> Description of the task
Which lines in the data below contain the word "bottle"? Copy out each of those lines.

> Input rows
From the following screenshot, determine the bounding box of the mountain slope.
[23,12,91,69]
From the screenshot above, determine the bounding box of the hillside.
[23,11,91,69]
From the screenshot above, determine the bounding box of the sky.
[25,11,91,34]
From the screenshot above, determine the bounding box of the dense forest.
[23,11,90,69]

...

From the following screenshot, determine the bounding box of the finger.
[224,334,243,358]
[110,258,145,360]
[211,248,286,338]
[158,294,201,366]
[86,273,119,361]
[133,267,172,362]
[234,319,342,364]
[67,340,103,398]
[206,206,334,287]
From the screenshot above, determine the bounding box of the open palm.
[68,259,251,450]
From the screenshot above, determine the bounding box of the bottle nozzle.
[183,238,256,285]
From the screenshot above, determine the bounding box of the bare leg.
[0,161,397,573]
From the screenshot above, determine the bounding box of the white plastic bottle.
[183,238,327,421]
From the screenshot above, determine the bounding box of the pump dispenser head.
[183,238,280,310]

> Worked answer
From the screenshot above, determine the bounding box of the bottle nozzle.
From the screenshot above, determine the bounding box of the white plastic bottle.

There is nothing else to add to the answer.